Tekstblok:
┄┄┄┄┄┄
Het bestuur legt een voorgenomen besluit, voor zover dit voortkomt uit de uitvoering van in artikel 2 genoemde defensieregelingen voor aan de Staatssecretaris indien:

  • a. het bestuur gerede twijfels heeft over het in een individueel geval toepassen van een regeling, genoemd in artikel 2 en

  • b. het naar het oordeel van het bestuur een geval betreft dat grote beleidsmatige of financiële gevolgen kan hebben voor het Ministerie van Defensie, dan wel kan leiden tot precedentwerking.

  • c. het door de Staatssecretaris nader aan te wijzen gevallen betreft die van belang zijn voor de beleidsvorming dan wel in het kader van kwaliteitstoetsing en -verbetering.
┄┄┄┄┄┄
Aangeleverde items:
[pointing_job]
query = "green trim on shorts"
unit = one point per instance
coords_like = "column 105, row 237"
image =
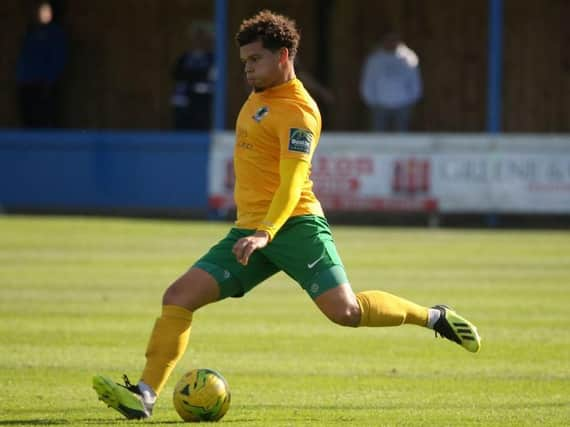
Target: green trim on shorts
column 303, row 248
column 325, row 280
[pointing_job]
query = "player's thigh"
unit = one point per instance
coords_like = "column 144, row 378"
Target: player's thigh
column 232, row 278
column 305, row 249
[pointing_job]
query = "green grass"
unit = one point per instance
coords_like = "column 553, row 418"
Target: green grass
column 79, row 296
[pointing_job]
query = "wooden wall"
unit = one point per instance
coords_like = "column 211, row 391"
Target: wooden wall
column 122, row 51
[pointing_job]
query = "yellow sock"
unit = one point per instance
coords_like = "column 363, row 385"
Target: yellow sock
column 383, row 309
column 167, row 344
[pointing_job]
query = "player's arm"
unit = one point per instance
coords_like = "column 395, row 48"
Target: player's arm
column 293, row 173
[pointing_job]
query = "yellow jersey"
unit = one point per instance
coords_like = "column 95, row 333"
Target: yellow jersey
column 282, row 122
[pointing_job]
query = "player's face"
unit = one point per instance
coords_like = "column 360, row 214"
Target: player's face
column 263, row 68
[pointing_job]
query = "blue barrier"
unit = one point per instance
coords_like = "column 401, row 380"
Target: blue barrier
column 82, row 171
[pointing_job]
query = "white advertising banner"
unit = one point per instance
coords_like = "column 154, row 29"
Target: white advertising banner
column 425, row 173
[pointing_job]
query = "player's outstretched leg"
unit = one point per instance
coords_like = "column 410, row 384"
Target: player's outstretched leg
┄┄┄┄┄┄
Opdracht: Aan wie legt het bestuur volgens het tekstblok een voorgenomen besluit voor?

Resultaat: Aan de Staatssecretaris.